--- WRITTEN REQUEST ---
Could every line of the data be printed exactly as it reads?

--- start ---

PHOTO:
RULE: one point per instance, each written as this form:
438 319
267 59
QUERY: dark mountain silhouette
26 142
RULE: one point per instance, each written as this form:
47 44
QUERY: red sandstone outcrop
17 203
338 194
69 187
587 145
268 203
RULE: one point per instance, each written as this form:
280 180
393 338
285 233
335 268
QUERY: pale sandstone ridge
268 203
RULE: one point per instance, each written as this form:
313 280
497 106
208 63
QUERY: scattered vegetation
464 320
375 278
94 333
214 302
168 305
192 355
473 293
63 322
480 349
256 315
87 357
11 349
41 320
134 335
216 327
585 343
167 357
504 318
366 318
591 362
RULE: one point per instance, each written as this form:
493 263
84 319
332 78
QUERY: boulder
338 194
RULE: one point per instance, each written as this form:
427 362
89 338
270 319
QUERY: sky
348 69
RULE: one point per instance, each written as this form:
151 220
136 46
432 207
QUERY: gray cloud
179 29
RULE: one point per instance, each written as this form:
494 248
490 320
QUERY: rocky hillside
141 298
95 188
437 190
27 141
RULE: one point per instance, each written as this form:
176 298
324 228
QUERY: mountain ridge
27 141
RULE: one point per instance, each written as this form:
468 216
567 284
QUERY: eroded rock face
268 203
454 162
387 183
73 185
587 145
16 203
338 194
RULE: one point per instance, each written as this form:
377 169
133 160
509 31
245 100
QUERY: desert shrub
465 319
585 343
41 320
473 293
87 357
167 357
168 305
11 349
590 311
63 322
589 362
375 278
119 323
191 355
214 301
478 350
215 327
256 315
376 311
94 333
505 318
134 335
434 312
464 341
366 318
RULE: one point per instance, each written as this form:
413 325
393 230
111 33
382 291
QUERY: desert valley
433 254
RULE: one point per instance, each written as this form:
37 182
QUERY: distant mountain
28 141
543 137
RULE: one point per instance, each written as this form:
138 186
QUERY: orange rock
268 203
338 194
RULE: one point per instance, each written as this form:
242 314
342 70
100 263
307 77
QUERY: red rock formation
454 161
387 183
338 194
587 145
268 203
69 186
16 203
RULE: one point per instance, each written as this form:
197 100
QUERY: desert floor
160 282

--- end ---

--- RESULT FOR THIS EXERCISE ---
PHOTO:
RULE: one point per instance, each written as this form:
438 319
267 59
QUERY: dark mountain silhouette
26 142
RULE: one point per instance, each written as this form:
47 44
QUERY: red sandstone outcrop
17 203
338 194
69 187
587 145
268 203
RULE: one point per instance, each written as this form:
280 180
393 338
285 233
335 268
QUERY: pale sandstone ridge
268 203
RULE: one point per instance, each written as this form:
313 280
497 106
208 63
QUERY: scattered vegetation
464 320
375 278
94 333
214 302
168 305
192 355
473 293
63 322
480 349
256 315
87 357
11 349
41 320
134 335
216 327
585 343
167 357
504 318
366 318
591 362
RULE: one point per instance, each written as this form:
493 263
84 319
332 78
QUERY: boulder
338 194
RULE: one point per instance, each written as this form:
427 362
89 338
270 319
QUERY: sky
348 69
RULE: one point per instance, each written as this form:
151 220
136 46
432 207
QUERY: gray cloud
179 29
RULE: one point per instance, each written as this form:
494 248
490 320
QUERY: rocky hillside
141 298
95 188
437 190
27 141
RULE: one point per instance, each written as this form:
176 298
324 228
QUERY: mountain ridge
27 141
RULE: one point per instance, each written as this form:
468 216
567 284
QUERY: eroded rock face
268 203
454 162
387 183
73 185
587 145
16 203
338 194
RULE: one point per instance, each written as this form:
377 169
133 160
509 31
245 100
QUERY: desert shrub
465 319
585 343
41 320
473 293
87 357
167 357
168 305
11 349
590 311
63 322
589 362
375 278
119 323
191 355
214 301
478 350
215 327
256 315
376 311
94 333
505 318
134 335
434 312
464 341
366 318
RULE: one point per instance, each written as this form:
413 325
393 230
111 33
382 291
QUERY: desert valley
433 254
RULE: one point per instance, each written as this form:
37 182
QUERY: distant mountain
28 141
543 137
RULE: one point per instance, each written as this form:
138 186
QUERY: orange rock
268 203
338 194
RULE: one point per instance, each written as this form:
242 314
342 70
100 263
307 77
QUERY: red rock formation
454 161
387 183
338 194
587 145
268 203
69 186
16 203
RULE: one point per instance, each written as this form:
197 100
QUERY: desert floor
160 282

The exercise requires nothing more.